Exercise task ->
Return the listing below verbatim, every line from first to last, with no changes.

Provided information ->
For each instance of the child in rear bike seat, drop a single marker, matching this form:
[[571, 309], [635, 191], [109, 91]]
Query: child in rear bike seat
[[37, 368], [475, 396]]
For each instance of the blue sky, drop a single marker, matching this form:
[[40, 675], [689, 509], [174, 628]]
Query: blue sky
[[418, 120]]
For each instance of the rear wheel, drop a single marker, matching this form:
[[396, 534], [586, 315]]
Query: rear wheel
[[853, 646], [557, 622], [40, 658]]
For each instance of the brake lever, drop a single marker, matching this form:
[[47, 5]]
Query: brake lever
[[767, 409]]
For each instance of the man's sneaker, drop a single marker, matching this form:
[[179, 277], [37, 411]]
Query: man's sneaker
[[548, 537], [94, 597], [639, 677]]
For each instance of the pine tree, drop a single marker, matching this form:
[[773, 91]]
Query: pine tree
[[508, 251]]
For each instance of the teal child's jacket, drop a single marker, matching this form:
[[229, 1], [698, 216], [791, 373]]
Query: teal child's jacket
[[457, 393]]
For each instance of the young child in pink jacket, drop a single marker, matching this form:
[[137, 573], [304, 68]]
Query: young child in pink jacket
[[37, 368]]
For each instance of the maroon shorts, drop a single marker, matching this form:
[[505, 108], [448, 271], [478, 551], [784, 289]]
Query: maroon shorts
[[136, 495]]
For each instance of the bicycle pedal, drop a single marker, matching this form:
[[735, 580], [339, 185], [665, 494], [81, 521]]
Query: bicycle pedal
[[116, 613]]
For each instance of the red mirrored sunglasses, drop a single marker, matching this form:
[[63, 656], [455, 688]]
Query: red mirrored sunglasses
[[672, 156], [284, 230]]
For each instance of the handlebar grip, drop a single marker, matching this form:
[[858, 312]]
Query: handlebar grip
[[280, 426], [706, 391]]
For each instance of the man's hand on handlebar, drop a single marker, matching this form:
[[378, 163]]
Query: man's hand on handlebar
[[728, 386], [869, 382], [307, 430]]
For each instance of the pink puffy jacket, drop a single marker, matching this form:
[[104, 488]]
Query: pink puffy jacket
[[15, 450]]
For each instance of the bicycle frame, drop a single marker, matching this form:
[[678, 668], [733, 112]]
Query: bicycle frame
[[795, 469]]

Output for this task ->
For each instance of the child in rear bike seat, drop a single marker, matching this form:
[[571, 309], [635, 191], [109, 91]]
Query: child in rear bike seat
[[37, 368], [475, 396]]
For each instance of the blue sky, drop a single marker, matching this form:
[[40, 675], [689, 509], [174, 628]]
Query: blue sky
[[418, 120]]
For each instance of the rear wheel, drop a single marker, matching this form:
[[396, 534], [586, 315]]
Query: rear wheel
[[853, 646], [557, 622], [40, 658]]
For each instance of the brake lever, drop a single marker, matching this form:
[[47, 5]]
Query: brake lever
[[767, 409]]
For each instance of the man's sneaker, drop a single marker, matching this form:
[[179, 277], [37, 411]]
Query: man's sneaker
[[548, 537], [94, 597], [639, 677]]
For each instance of the pine tree, drop a single marker, matching this form:
[[773, 91]]
Query: pine tree
[[508, 251]]
For each instance of the teal child's jacket, drop a single marker, matching this form:
[[229, 1], [698, 216], [791, 373]]
Query: teal child's jacket
[[457, 393]]
For each instance of the young child in pink jacket, drop a single marker, matching this form:
[[137, 573], [304, 68]]
Query: young child in pink jacket
[[37, 368]]
For each instance of the maroon shorts, drop a single marker, matching this form:
[[505, 108], [448, 271], [478, 551], [784, 289]]
Query: maroon shorts
[[136, 495]]
For each instance of the bicycle pedal, drop a single marker, matching this form:
[[735, 580], [339, 185], [665, 494], [81, 521]]
Query: bicycle pedal
[[116, 613]]
For each instance of the red mirrored sunglasses, drop a single marker, matching this form:
[[63, 656], [455, 688]]
Query: red mirrored sunglasses
[[672, 156], [284, 230]]
For each instance of the handlebar grip, drop a single marker, matching this form:
[[858, 312]]
Query: handlebar grip
[[280, 426], [706, 391]]
For each instance of the man's hand on handlebar, drop a single marker, matching this form:
[[378, 163]]
Query: man's hand on handlebar
[[728, 386], [869, 382], [307, 430]]
For each instance of the pink puffy jacket, drop a single marker, matching this form:
[[104, 488]]
Query: pink puffy jacket
[[15, 450]]
For each instance of the bicycle frame, drop a single marker, matching this form:
[[678, 668], [733, 112]]
Query: bicycle frame
[[795, 469]]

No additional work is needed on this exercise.